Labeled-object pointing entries
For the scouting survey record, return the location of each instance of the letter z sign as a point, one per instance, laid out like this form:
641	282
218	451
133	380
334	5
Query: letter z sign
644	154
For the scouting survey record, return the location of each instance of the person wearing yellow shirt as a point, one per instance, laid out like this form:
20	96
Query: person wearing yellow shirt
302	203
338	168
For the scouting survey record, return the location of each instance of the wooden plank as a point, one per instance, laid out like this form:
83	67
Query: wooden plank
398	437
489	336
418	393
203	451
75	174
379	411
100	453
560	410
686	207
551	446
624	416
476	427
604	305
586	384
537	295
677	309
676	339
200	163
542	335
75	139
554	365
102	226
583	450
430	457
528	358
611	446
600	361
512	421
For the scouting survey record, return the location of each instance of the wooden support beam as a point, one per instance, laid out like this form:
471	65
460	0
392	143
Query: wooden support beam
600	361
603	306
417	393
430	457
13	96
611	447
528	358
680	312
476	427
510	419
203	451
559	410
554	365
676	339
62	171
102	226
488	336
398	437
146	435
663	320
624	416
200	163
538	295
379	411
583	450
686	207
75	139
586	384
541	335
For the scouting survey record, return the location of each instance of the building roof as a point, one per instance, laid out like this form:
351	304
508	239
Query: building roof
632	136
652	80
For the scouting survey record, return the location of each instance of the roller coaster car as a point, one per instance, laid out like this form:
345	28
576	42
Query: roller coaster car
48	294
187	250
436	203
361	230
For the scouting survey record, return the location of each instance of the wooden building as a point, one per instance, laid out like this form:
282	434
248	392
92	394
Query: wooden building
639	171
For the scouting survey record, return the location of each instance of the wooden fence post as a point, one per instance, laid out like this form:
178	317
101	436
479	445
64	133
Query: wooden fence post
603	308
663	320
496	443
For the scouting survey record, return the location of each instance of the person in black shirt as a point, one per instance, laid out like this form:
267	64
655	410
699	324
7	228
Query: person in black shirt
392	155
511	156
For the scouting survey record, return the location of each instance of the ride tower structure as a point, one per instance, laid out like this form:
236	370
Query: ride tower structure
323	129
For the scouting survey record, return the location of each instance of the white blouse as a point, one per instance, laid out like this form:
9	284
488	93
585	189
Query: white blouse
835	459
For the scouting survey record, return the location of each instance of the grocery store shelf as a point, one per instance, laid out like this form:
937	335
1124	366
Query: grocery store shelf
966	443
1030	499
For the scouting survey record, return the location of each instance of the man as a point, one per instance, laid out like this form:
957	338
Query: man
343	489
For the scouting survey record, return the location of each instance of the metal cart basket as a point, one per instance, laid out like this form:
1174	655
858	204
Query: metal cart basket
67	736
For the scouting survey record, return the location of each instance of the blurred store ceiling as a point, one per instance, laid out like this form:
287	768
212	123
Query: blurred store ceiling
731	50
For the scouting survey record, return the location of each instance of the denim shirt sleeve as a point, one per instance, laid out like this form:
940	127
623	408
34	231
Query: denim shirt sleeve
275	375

— DIRECTION —
Retype all of the entries precisely as they are.

— EXERCISE OUTPUT —
For the scouting survey record, return the location of each instance of the letter z sign as a point, one per instance, laid out like this form:
641	282
218	451
133	380
334	5
Query: letter z sign
644	154
For the scouting survey record, return the location of each instance of the person wearing yellow shirt as a point, one per instance, laid out like this form:
20	96
Query: person wearing yellow shirt
302	203
338	168
For the scouting survey record, return the location of each instance of the wooden plank as a point, one per instance, laid out like this form:
83	67
Query: wooden plank
398	437
489	336
418	393
203	451
75	174
379	411
100	453
560	410
686	207
551	446
624	416
476	427
604	305
586	384
537	295
677	309
676	339
200	163
542	335
75	139
554	365
102	226
583	450
430	457
528	358
611	446
600	361
512	421
For the scouting survey record, return the location of each instance of the wooden support beam as a point, one per instance, laid out like this form:
471	65
460	0
392	143
Query: wooden support beam
600	361
603	306
417	393
430	457
13	96
611	447
528	358
680	312
476	427
510	419
203	451
559	410
554	365
676	339
62	171
102	226
488	336
398	437
146	435
663	320
624	416
200	163
538	295
379	411
583	450
686	207
75	139
586	384
541	335
For the scouting survey record, return the location of each instance of the building roof as a point, one per instance, laid out like this form:
351	304
508	239
Query: building roof
632	136
652	80
For the scouting survey record, return the location of each instance of the roller coaster car as a point, one per instance, laid out like this form:
345	28
576	42
Query: roller coaster car
48	294
187	250
436	203
361	230
For the scouting survey record, return the location of each instance of the wooden building as a point, one per instance, laid out like this form:
282	434
248	392
92	394
Query: wooden building
639	171
For the scouting survey record, return the location of each instance of the wooden fence post as a point, one per instance, laid out like this form:
178	317
101	436
479	445
64	133
Query: wooden fence post
603	308
663	320
496	443
For the scouting survey record, return the location of each instance of the person in black shirt as a point, one per instance, laid out like this form:
267	64
655	410
699	324
7	228
Query: person in black shirt
392	155
511	156
For the scouting survey record, return the location of each instance of the ride tower structure as a point, one per instance, laid out like this form:
236	370
Query: ride tower structure
323	129
For the scouting survey record, return the location of each instance of the white blouse as a point, one per instance, laid out like this form:
9	284
488	93
585	189
Query: white blouse
835	459
For the scouting survey record, return the location of each instance of the grocery store shelf as a point, one per instance, laid out like this form:
937	335
1124	366
Query: grocery store shelf
966	443
1030	499
For the scouting survey record, return the location of each instance of the man as a point, one per instance, laid out like this form:
957	338
Query: man
343	489
For the scouting survey record, return the location of each instance of the metal cart basket as a point, one per instance, laid out like this form:
1174	655
858	204
Query: metal cart basket
67	736
For the scouting survey record, return the location of each instance of the blurred store ceiling as a point, one per instance, laid out like this form:
287	768
212	123
Query: blurred store ceiling
731	50
For the scouting survey record, return the location of each instance of the denim shirt sleeve as a point, one per instance, laid out like this form:
940	127
623	408
34	231
Query: denim shirt sleeve
275	375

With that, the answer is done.